**Task details**
Rewrite the lines below, from the line that has "If you could segment every instance of the **small" through the line that has "44 123 L 38", changing "small stone" to "pebble" and keeping everything else the same.

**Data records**
═══
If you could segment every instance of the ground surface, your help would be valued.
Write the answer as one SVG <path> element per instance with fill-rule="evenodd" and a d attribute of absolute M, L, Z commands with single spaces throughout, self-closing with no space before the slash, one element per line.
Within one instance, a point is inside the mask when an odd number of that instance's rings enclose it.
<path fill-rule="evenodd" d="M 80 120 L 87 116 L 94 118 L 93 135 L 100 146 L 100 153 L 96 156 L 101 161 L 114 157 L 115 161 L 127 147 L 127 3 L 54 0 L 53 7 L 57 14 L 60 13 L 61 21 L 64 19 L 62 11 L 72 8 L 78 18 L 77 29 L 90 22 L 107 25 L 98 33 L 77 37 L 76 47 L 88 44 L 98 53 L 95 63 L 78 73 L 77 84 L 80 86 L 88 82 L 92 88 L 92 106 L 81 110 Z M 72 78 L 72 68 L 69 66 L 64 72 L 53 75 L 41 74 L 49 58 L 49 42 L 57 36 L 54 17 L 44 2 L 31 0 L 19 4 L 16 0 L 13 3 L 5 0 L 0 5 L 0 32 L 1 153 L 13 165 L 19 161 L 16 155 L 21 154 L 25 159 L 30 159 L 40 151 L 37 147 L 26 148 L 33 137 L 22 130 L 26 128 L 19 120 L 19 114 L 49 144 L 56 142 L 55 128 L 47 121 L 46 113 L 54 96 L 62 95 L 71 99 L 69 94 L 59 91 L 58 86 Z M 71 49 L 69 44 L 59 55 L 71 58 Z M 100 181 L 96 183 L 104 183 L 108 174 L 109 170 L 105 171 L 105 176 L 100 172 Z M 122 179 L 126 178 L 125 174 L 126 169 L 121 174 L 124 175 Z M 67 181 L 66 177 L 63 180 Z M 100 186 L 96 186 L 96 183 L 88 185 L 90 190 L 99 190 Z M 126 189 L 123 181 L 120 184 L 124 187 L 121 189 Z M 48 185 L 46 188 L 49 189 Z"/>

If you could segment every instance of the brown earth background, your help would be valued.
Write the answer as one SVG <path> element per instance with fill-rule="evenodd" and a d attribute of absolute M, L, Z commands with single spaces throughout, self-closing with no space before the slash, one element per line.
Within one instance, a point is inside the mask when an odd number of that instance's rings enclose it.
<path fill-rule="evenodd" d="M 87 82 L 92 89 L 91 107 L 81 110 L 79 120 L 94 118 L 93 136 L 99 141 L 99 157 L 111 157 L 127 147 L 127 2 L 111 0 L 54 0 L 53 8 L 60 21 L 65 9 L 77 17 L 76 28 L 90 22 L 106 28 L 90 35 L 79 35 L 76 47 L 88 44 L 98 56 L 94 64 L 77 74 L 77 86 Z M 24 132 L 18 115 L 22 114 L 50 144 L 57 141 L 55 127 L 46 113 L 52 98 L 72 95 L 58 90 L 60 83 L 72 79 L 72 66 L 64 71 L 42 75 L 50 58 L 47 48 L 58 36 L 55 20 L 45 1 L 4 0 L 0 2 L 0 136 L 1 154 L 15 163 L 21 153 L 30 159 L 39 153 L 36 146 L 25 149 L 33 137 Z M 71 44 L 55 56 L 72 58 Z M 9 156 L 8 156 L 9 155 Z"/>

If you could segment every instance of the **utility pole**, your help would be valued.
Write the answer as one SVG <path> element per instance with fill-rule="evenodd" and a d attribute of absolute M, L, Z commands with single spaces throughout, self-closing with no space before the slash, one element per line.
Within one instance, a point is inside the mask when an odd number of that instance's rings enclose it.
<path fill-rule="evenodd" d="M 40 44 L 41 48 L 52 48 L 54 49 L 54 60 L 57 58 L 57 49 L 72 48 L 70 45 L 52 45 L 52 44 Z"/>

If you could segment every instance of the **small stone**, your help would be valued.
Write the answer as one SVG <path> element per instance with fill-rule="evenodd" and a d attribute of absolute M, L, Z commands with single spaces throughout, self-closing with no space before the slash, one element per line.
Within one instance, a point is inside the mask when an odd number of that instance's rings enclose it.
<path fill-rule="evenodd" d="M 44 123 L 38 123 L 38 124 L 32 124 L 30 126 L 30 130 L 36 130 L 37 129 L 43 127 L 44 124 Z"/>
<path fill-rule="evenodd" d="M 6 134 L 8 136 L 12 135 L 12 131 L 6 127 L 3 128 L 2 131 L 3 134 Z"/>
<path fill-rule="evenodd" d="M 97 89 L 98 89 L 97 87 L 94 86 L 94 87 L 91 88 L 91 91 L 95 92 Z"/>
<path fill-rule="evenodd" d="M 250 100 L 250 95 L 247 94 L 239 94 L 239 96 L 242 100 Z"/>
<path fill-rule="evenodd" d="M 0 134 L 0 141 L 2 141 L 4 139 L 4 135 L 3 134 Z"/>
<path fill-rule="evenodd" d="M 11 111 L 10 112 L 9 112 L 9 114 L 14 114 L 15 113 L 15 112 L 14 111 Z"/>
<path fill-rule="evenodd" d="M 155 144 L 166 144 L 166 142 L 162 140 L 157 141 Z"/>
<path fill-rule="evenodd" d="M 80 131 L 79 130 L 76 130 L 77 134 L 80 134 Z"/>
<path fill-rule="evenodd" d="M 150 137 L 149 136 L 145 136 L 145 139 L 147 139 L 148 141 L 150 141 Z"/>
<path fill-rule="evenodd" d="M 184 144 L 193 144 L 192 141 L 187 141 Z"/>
═══
**Response to the exercise**
If you could segment every instance of the **pebble**, your help would be valued.
Write the answer as one SVG <path> element per instance with fill-rule="evenodd" and a d attribute of absolute M, L, Z commands with single spaces throughout, self-closing with no space before the slash, one element per line.
Within one instance, a point is inside the mask when an odd number of that instance's rings enclose it.
<path fill-rule="evenodd" d="M 44 123 L 38 123 L 38 124 L 32 124 L 30 126 L 30 130 L 36 130 L 37 129 L 43 127 L 44 124 Z"/>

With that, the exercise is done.